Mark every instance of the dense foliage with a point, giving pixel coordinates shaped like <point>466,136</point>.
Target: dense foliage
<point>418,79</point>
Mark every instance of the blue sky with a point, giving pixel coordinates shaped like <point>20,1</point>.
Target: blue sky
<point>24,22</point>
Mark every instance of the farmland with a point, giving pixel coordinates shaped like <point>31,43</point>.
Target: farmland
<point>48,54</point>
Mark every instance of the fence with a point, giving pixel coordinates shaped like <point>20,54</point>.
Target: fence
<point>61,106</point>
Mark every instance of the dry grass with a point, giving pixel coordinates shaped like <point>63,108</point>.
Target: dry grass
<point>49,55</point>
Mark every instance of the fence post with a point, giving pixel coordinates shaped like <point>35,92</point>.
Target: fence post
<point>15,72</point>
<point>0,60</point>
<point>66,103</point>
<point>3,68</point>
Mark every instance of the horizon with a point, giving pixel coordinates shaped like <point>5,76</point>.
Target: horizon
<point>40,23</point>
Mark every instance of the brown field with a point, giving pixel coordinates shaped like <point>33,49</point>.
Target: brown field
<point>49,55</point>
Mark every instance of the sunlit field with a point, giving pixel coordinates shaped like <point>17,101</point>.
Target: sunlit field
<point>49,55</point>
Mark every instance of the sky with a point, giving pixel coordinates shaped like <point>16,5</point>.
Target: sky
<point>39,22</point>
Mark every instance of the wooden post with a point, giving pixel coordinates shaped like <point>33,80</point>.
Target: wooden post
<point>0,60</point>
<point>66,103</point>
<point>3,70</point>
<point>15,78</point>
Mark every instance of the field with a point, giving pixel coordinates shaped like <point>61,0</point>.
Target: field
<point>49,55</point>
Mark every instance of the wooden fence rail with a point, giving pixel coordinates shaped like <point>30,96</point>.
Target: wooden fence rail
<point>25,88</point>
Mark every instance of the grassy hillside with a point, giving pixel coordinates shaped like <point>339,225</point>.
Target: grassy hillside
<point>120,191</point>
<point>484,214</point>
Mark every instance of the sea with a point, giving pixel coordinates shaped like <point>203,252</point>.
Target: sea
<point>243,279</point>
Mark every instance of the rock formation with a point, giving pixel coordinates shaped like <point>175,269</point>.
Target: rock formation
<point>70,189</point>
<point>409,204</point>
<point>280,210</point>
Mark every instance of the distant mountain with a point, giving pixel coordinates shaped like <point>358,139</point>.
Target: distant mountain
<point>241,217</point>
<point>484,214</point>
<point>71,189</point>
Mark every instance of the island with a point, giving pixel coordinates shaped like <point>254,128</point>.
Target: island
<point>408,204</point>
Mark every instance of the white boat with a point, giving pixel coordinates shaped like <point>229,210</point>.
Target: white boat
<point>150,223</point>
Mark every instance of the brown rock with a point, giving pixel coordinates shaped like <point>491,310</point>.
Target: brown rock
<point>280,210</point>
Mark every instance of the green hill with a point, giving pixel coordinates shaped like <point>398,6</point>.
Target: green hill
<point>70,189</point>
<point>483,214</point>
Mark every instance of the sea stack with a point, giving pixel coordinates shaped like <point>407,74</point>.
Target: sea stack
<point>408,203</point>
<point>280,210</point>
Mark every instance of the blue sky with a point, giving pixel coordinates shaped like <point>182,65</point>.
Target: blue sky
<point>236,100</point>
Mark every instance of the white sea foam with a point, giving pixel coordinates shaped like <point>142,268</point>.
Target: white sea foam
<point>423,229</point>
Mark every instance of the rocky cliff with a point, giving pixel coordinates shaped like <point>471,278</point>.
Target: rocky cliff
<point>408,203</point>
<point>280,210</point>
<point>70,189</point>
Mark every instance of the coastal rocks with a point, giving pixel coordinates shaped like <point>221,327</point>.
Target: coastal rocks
|---|
## Problem to solve
All the records above must be transcribed without a single change to any word.

## Task result
Mark every instance of the dense foliage with a point, giving pixel coordinates shaped like <point>466,136</point>.
Target: dense foliage
<point>418,79</point>
Mark every instance of the blue sky with a point, giving pixel coordinates shaped like <point>20,1</point>.
Target: blue sky
<point>24,22</point>
Mark every instance of the farmland with a point, giving pixel coordinates shaped like <point>31,43</point>.
Target: farmland
<point>48,54</point>
Mark every instance of the fence with a point, giving pixel coordinates shaped like <point>20,54</point>.
Target: fence
<point>61,106</point>
Mark every instance of the dry grass with a point, giving pixel coordinates shaped like <point>63,108</point>.
Target: dry grass
<point>49,55</point>
Mark every instance of the fence post with a point, giving pixel coordinates shaped like <point>35,92</point>.
Target: fence post
<point>15,72</point>
<point>0,60</point>
<point>66,103</point>
<point>3,68</point>
Mark every instance of the horizon with a point, giving pixel coordinates shaped like <point>5,76</point>.
Target: horizon
<point>40,23</point>
Mark every instance of the brown field with a point, giving pixel coordinates shaped like <point>33,49</point>.
Target: brown field
<point>49,55</point>
Mark every instance of the sunlit field with a point, giving pixel coordinates shaped like <point>17,101</point>.
Target: sunlit field
<point>49,55</point>
Mark every instance of the sky with a point, giving pixel coordinates shaped like <point>16,5</point>.
Target: sky
<point>39,22</point>
Mark every instance of the wooden post with a point, giving pixel coordinates shaped like <point>33,80</point>.
Target: wooden post
<point>0,60</point>
<point>66,103</point>
<point>3,70</point>
<point>15,78</point>
Mark every instance of the field with a point, giving pixel coordinates shaped like <point>61,0</point>.
Target: field
<point>49,55</point>
Mark every instance of the wooden fence rail with a point, giving pixel coordinates shaped like <point>30,96</point>.
Target: wooden fence rail
<point>25,88</point>
Mark every instance of the grassy hillside with a point, giving pixel coordinates shaped like <point>339,225</point>.
Target: grassy hillside
<point>120,191</point>
<point>484,214</point>
Mark every instance of the sea with a point, giving pixel coordinates shaped like <point>203,252</point>.
Target: sea
<point>243,279</point>
Mark every instance of the rock formation with a point, giving pixel coordinates shaped like <point>175,269</point>.
Target: rock formation
<point>70,189</point>
<point>409,204</point>
<point>280,210</point>
Mark every instance of the distant mountain with a point, giving pixel coordinates shaped like <point>358,139</point>.
Target: distant mountain
<point>241,217</point>
<point>484,214</point>
<point>71,189</point>
Mark every instance of the island with a point, giving pixel coordinates shaped like <point>254,128</point>.
Target: island
<point>408,204</point>
Mark every instance of the white boat with a point, giving pixel coordinates shaped like <point>229,210</point>.
Target: white boat
<point>150,223</point>
Mark every instance of the brown rock with a point, giving pixel coordinates shaped like <point>491,310</point>.
Target: brown rock
<point>280,210</point>
Mark every instance of the green hill with a point, giving pixel coordinates shaped like <point>398,6</point>.
Target: green hill
<point>70,189</point>
<point>483,214</point>
Mark every instance of the sea stack with a point, giving pixel coordinates shaped like <point>407,74</point>.
Target: sea stack
<point>408,203</point>
<point>280,210</point>
Mark every instance of the blue sky with a point, giving pixel coordinates shaped like <point>182,65</point>.
Target: blue sky
<point>236,100</point>
Mark every instance of the white sea foam with a point, giving pixel coordinates shaped like <point>142,268</point>.
Target: white sea foam
<point>423,229</point>
Mark every instance of the rocky cliff with a point, giving pixel coordinates shaped like <point>471,278</point>.
Target: rocky cliff
<point>408,203</point>
<point>280,210</point>
<point>70,189</point>
Mark every instance of the coastal rocks with a point, giving pixel coordinates shaped like <point>221,327</point>.
Target: coastal rocks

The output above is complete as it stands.